** start of MATERIAL PROVIDED **

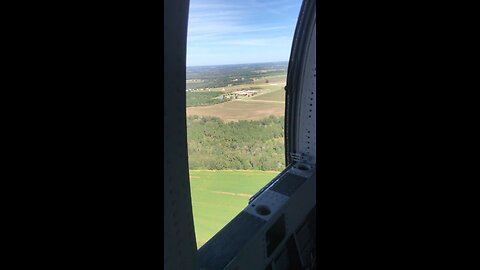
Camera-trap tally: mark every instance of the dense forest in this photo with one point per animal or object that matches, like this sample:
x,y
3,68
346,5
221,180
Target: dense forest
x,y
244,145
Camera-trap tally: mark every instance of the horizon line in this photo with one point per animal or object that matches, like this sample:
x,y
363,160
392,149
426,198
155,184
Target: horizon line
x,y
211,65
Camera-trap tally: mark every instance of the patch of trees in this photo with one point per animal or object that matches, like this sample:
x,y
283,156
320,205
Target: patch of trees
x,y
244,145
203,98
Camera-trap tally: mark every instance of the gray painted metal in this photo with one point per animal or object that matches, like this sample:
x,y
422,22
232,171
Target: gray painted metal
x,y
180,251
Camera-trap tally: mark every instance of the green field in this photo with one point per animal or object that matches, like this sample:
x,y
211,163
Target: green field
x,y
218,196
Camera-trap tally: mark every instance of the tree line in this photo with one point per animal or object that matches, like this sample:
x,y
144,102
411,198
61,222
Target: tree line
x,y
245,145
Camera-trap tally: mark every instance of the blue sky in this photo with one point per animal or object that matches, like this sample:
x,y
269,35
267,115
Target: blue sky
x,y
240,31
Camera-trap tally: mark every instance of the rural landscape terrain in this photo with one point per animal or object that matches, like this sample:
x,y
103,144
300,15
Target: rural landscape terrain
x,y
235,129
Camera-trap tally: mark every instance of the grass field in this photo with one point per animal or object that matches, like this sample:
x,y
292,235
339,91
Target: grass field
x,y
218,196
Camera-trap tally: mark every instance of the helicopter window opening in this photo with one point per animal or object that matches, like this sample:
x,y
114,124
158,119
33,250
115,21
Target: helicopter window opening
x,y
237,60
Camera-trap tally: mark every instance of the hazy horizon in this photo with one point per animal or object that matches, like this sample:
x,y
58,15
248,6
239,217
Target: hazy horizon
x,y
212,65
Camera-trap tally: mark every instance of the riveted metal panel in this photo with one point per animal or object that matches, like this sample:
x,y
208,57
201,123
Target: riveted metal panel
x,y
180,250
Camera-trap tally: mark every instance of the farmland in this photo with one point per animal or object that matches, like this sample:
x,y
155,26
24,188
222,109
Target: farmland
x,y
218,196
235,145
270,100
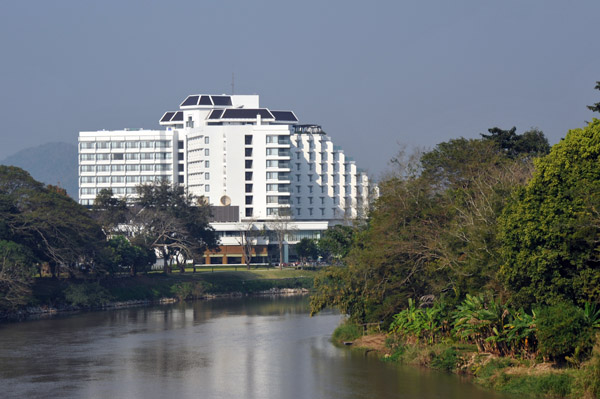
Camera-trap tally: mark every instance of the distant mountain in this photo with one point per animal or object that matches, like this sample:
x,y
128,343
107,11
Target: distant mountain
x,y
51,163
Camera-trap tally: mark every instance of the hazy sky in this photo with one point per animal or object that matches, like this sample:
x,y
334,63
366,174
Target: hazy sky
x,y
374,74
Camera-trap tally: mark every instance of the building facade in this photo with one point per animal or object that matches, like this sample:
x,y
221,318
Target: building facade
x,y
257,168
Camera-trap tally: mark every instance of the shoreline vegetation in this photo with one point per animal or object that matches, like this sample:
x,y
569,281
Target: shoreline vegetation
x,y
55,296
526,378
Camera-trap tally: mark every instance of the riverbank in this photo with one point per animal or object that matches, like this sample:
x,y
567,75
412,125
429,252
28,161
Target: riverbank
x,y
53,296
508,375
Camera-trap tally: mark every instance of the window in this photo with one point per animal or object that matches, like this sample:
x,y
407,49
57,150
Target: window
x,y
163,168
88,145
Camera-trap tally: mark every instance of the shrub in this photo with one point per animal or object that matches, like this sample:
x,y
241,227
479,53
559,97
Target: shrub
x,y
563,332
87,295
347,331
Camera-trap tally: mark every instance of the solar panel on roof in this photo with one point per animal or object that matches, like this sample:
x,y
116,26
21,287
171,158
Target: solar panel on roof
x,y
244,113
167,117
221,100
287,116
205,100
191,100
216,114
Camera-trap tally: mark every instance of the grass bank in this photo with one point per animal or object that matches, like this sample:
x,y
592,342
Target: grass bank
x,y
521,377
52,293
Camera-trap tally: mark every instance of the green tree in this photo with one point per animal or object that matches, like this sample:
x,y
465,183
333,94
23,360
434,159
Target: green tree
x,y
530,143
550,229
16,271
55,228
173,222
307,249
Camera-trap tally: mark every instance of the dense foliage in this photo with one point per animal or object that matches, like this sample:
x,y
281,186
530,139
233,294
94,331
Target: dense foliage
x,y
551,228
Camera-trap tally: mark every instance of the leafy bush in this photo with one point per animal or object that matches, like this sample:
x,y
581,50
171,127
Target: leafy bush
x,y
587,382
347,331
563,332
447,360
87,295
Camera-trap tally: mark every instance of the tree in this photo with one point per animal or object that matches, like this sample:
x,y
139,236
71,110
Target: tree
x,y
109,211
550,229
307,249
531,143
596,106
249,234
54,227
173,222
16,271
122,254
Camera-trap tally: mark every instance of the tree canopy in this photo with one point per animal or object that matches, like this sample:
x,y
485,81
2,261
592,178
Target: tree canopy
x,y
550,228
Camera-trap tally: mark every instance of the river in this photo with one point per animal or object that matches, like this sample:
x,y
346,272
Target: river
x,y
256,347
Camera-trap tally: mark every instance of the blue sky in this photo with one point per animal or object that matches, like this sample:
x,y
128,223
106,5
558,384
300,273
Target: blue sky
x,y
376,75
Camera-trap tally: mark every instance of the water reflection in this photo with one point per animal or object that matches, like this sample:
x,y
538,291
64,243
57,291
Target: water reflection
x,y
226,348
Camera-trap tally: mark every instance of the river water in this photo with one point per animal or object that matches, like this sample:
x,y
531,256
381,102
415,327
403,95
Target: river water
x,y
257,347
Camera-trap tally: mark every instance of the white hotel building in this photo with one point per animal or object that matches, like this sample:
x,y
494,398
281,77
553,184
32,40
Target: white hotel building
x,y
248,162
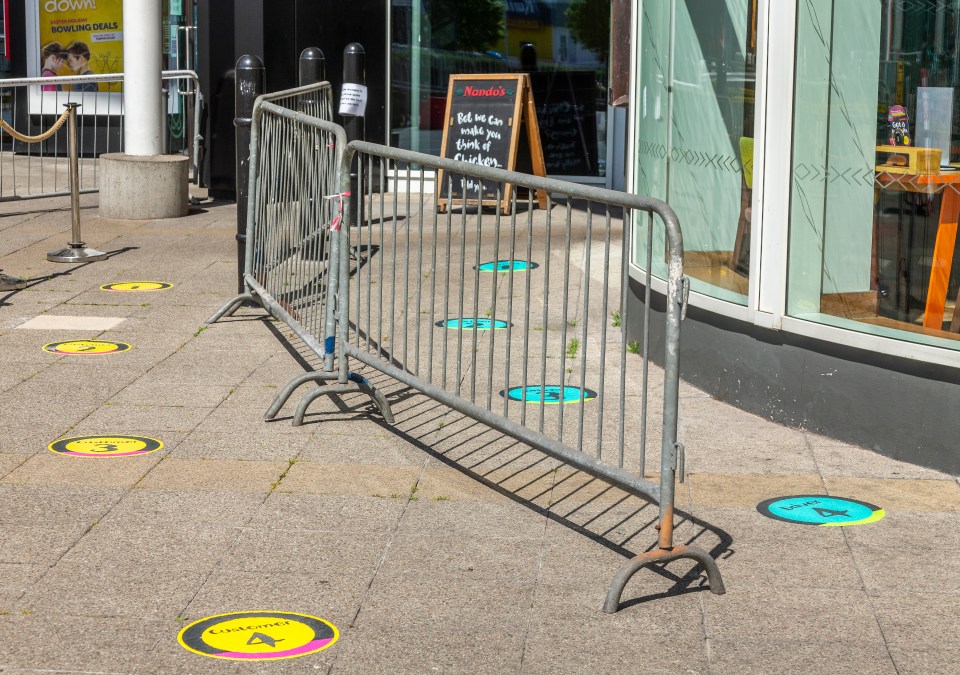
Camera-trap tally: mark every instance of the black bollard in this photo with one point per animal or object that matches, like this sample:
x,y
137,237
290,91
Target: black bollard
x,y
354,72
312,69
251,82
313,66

** end of MATERIAL PROVIDED **

**THE PROBLEM:** Transcribe the material as is, with images omitted.

**SOLUTION FOR THIS PROBLEM:**
Camera-trap tally: mark every instance of the dense forest in this photo with one point per animal or object that matches, like this sample:
x,y
3,68
346,5
221,180
Target: dense forest
x,y
244,145
Camera-trap tally: mark every instance of the horizon line in this photo with one point per animal or object that matches, like this sample:
x,y
363,160
392,149
426,198
155,184
Target: horizon line
x,y
211,65
Camera-trap tally: mark every instance of the patch of trees in this photo with one point per animal or object that matches, like this sample:
x,y
283,156
320,205
Target: patch of trees
x,y
244,145
203,98
Camera-trap tally: mark every instance of the gray painted metal in this photo with one point per animal or object that matches, like this sample:
x,y
422,22
232,171
Target: gray painted metal
x,y
180,251
Camera-trap tally: mark every instance of the green field in this photo with one point per animal or object that matches, like this sample:
x,y
211,163
Target: green field
x,y
218,196
Camera-trap tally: mark every instance of the tree line in this photo with one point per animal or object that matches, like this sample:
x,y
144,102
411,198
61,222
Target: tree line
x,y
245,145
Camera-trap tally: mark every instance of the blue sky in this photo with one point per animal or object that matches, like this sample:
x,y
269,35
267,115
Target: blue sky
x,y
240,31
Camera-trap tally: mark every instance of the rural landscape terrain in this photo with one point per animal or object that matches, like this sample:
x,y
103,144
300,15
Target: rural landscape terrain
x,y
235,129
Camera-trap tally: mark every instance of the grass field in this photo with one point per animal or object that matches, like this sample:
x,y
292,235
339,91
Target: grass field
x,y
218,196
Camera-trap tally: mark every instance of the helicopter window opening in this photo with one point per animal or object that matches, like this sample:
x,y
114,124
158,119
33,250
115,21
Target: helicopter window opening
x,y
237,60
Camera-trap tally: mark every instance of the hazy horizon in this photo with one point per animal or object that matches, like this sample:
x,y
58,15
248,6
239,217
Target: hazy horizon
x,y
212,65
Camera-trap tally: mark every instance of the riveted metal panel in this photo with one point per animal or object that matches, like this sample:
x,y
208,57
201,123
Target: riveted metal panel
x,y
180,250
Camera-trap tally: mark every instance of the farmland in this photo with one point per animal or object that matches, like this sample:
x,y
155,26
24,188
222,109
Target: farmland
x,y
218,196
235,145
270,100
Camera-trap tally: mark every instance of the distant mountain in this photo with one point per animal or object that matches, like this sample:
x,y
128,343
107,11
Target: distant mountain
x,y
51,163
Camera-trap tally: mark every instance of the hazy sky in this photo with one point per animal or object that matches, like this sample:
x,y
334,63
366,174
Target: hazy sky
x,y
374,74
Camera-trap tally: mark every instance of the building facade in this photo with one point per animal or object that matches, like this sample:
x,y
221,318
Target: building facade
x,y
257,168
Camera-trap tally: mark every instance of the shoreline vegetation in this photo with one point per animal or object that matches, like this sample:
x,y
569,281
Target: shoreline vegetation
x,y
55,296
526,378
Camera-trap tally: mark every instance of the riverbank in this photo with one point per animal or object that matches, like this sample:
x,y
567,75
412,125
429,252
28,161
Target: riverbank
x,y
53,296
508,375
Camera-trap tally: mark every instance of the window in this photo with one point per animal or object that matches, like this sample:
x,y
407,49
57,150
Target: window
x,y
163,168
88,145
Camera-trap tally: mark every instance of the shrub in this photo with one point per animal or object that matches, like this sample:
x,y
241,227
479,53
559,97
Target: shrub
x,y
563,332
87,295
347,331
Camera-trap tally: mark every instance of the solar panel on roof in this photo with one point per animal or object that matches, like this sample:
x,y
116,26
21,287
171,158
Target: solar panel on roof
x,y
244,113
167,117
221,100
287,116
205,100
191,100
216,114
Camera-trap tally: mark every instance of the grass bank in this photo with one point per animal or object that matches, like this sample:
x,y
592,342
Target: grass bank
x,y
521,377
52,293
Camera-trap tally: mark every instance of the green tree in this photo with one point per animal or object that matches, like this sample:
x,y
465,183
333,94
23,360
434,159
Target: green tree
x,y
530,143
550,229
16,271
55,228
173,222
307,249
Camera-trap tally: mark every instance of the dense foliage in this photo with one point per animal or object that matches, like this sample:
x,y
281,186
530,139
233,294
94,331
Target: dense foliage
x,y
551,228
Camera-trap tally: mark every instance of the leafy bush in this photo with one point per animal or object that matches, like this sample:
x,y
581,50
171,127
Target: leafy bush
x,y
587,382
347,331
563,332
447,360
87,295
Camera-trap tally: mark every instance of the tree in this photo with one point per animal or object that matches, like this sample:
x,y
139,236
71,110
Target: tree
x,y
109,211
550,229
307,249
531,143
596,106
249,234
54,227
173,222
16,271
122,254
Camera-trap tally: mark every instance of the tree canopy in this photo with one point per animal or object that matches, like this sample:
x,y
485,81
2,261
592,178
Target: tree canopy
x,y
550,228
Camera-trap tally: mark every instance of the river in this photo with one point per animal or object that matches, like this sample:
x,y
346,272
Target: river
x,y
256,347
Camera-trap tally: mark every instance of the blue sky in this photo with one point per animal or object that matches, like this sample:
x,y
128,223
106,5
558,384
300,273
Target: blue sky
x,y
376,75
Camera-trap tally: mark every instance of the water reflection in this photo with one point per animal or object that matches, like this sample:
x,y
538,291
64,243
57,291
Target: water reflection
x,y
226,348
Camera-trap tally: mark every instance of the river water in this photo with one point per animal or object that matches, like this sample:
x,y
531,256
381,102
415,327
403,95
Target: river water
x,y
257,347
Camera-trap tally: mark every instance of the white hotel building in this photo with one point per animal or object that matches, like this sample:
x,y
494,398
281,77
553,184
32,40
Target: white hotel building
x,y
248,162
Camera-trap tally: mark every instance of the black bollard in this photo with one point per animal or object that matches, like this sample:
x,y
137,237
290,91
Target: black bollard
x,y
354,72
312,69
251,82
313,66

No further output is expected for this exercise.